[Start Excerpt]
Why I don't like environment variables: 1. I worry about programs dumping all th...

OJFord · on April 1, 2021

I used to agree with (2), but now I think Meh, it's an implementation detail whether the program uses my environment variable 'directly' or with a child process, it's not meaningful to make that distinction.

When it is meaningful (and this is supported today) is to set them just for specific programs/invocations, rather than exporting for a long-running interactive shell (and everything within it) willy-nilly.

More innovation around making that easier would be interesting, env vars that should be set specified by program, isolated from others, for example. So `foobar` would actually get executed like `FOO_SECRET=hunter2 foobar` without specifying it every time or having it exported in the shell, and in a generic way not specific to each program's config.

It's not really related but for some reason 'summon' is on my mind as a tool to mention. I haven't used it in anger yet, but it is interesting. It's not quite this though, or at least, it solves only the 'storage' part of the implementation of what I described, not the 'orchestration' or mapping of programs to vars/summon invocations.

jschwartzi · on April 1, 2021

This is pretty much how systemd works. You can specify secrets that are retrieved from somewhere else and provided to the process in the environment it is started with. So you could do exactly this with the right unit configurations.

OJFord · on April 1, 2021

Ha, funnily enough I mentioned systemd and then deleted it. I do run as much like that as possible, I just couldn't succinctly explain why I thought it was different or better than putting:

    VAR=whatever process

in .xinitrc or wherever.

Lvl999Noob · on April 1, 2021

Iiuc you are advocating for setting env vars at the call site, like `FOO_SECRET=hunter2 foobar`? In that case, why not just use command-line args and call it like `foobar --secret=hunter2`?

OJFord · on April 1, 2021

I wasn't advocating for it in preference to args, but there are circumstances where that's not possible, for example calling some CI/CD tool (say terraform, ansible, fabric, whatever) that doesn't consume the var itself but uses something that does.

It's also a more convenient/already generic interface for doing something consistent across multiple programs.

PeterisP · on April 1, 2021

Because in the latter case the commandline of the executed process (which may be exposed in various places, including a simple process list) is `foobar --secret=hunter2` and in the former case it's just `foobar`.

npsimons · on April 1, 2021

My first thought on the headline are specialized concerns of the above: environment variables are an attack surface. If you use them for configuration, it's all too easy for an attacker to modify them without the victim knowing. Just look at issues with LD_PRELOAD: https://attack.mitre.org/techniques/T1574/006/

That said, I agree with GP that environment variables are super useful and super simple. But I've also been burned more than a couple of times by setting something in the past and then having it caused unexpected bugs that are hard to trace down as they aren't in my working memory. They're a double-edged sword, to be sure.
[End Excerpt]
[Start Information shown]
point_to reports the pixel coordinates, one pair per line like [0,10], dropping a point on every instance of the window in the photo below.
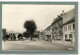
[69,27]
[65,36]
[65,28]
[70,35]
[73,26]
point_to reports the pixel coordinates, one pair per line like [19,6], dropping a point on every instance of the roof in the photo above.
[68,15]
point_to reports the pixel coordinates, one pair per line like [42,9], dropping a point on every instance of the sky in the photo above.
[14,15]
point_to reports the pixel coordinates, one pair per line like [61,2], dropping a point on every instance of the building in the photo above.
[48,33]
[57,29]
[69,26]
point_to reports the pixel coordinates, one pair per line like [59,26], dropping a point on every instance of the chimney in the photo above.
[62,12]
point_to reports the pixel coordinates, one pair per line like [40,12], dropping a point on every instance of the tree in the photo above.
[4,34]
[30,27]
[25,34]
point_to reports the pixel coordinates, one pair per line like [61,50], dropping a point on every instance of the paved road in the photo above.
[37,45]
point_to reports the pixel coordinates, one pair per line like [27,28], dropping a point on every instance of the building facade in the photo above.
[69,26]
[57,29]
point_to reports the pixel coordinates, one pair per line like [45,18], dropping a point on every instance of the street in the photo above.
[38,45]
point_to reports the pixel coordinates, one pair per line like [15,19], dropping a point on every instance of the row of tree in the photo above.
[30,27]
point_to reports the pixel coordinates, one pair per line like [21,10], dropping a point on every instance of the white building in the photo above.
[69,26]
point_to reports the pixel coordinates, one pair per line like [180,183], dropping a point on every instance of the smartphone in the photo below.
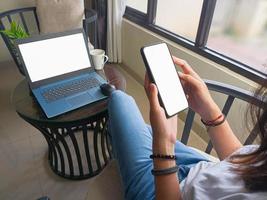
[161,71]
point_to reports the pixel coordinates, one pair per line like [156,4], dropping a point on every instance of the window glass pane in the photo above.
[179,16]
[239,31]
[140,5]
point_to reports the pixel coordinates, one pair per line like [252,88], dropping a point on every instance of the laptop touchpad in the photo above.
[80,99]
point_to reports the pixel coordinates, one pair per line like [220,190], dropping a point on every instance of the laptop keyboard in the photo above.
[70,88]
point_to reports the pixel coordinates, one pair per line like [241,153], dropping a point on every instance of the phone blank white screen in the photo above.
[52,57]
[166,78]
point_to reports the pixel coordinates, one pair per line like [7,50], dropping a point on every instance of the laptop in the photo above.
[59,71]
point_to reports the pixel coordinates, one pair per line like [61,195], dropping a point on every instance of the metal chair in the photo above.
[232,93]
[27,17]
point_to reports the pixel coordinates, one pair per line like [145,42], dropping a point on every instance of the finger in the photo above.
[146,83]
[180,74]
[188,81]
[153,97]
[183,64]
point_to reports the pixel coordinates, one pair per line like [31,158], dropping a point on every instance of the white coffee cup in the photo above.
[99,58]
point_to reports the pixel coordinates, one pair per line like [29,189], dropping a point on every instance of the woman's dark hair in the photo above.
[252,167]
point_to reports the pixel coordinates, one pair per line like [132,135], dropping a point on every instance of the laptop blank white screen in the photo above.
[52,57]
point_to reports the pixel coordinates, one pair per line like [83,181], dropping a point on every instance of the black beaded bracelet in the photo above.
[213,124]
[160,172]
[161,156]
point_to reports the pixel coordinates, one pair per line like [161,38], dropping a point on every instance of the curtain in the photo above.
[115,11]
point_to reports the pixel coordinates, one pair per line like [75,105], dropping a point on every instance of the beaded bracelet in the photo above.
[213,123]
[161,156]
[160,172]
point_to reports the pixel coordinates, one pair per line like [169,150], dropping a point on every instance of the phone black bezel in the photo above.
[151,77]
[End Information shown]
Work to complete:
a. Could you revise the stretch of the environment variables thread from "When it is meaningful" through "within it) willy-nilly.", putting "indiscriminately" in place of "willy-nilly"?
b. Can you continue the environment variables thread from the end of its last post?
The rows are separate material with no connection to the environment variables thread.

Answers to the tasks:
a.
When it is meaningful (and this is supported today) is to set them just for specific programs/invocations, rather than exporting for a long-running interactive shell (and everything within it) indiscriminately.

b.
jschwartzi · on April 1, 2021

There's actually a long list of variables that are unset when invoking sudo to prevent these kinds of attacks. Systemd will also start programs with a very minimal environment that isn't inherited from any shells. You then have to specify environment variables explicitly as part of the unit file. You can also specify environment variables in environment files.

HelloNurse · on April 2, 2021

1. If your program is chatty, it can be chatty in the same way regardless of where the improperly logged secrets come from; it's still your fault for being coarse and lazy. There's little difference between logging all environment variables(and/or all command line parameters) and logging the whole configuration object.

2. If your child processes shouldn't inherit environment variables, set them properly. The "ghosts of Unix past" have "foreseen the need" for execve(2) and execveat(2), which don't pass anything by "default".

rascul · on April 1, 2021

> I wish the ghosts of unix past had forseen the need for a way to mark particular variables as, say, 'sensitive' and 'noexport', allowing them to opt out of the default behaviour.

The default behavior is a non-exported variable. If you want child processes to see it, you must export it.

yrro · on April 2, 2021

There is no such thing as an exported or non-exported environment variable. In fact, as the kernel is concerned, there is no such thing as an environment _variable_ at all, just a block of data.

See execve(2):

"envp is an array of pointers to strings, conventionally of the form key=value, which are passed as the environment of the new program. The envp array must be terminated by a NULL pointer."

You can confirm this my examining the the environment block that was passed in to your current shell with:

    < /proc/$$/environ tr '\0' '\n'

What you're referring to are actually "shell parameters", some of which may be marked for export. When the shell starts up, it parses the environment block and sets parameters based on what it finds, marking them all for export. And the shell uses only the parameters marked for export when constructing the environment block for a child process (which is passed to execve(2)/execveat(2) in the envp argument).

rascul · on April 2, 2021

I guess I assumed you were referring to environment variables in the context of the shell. Apparently I was incorrect.

intrepidhero · on April 1, 2021

Isn't storing credentials in environmental variables bad practice to begin with?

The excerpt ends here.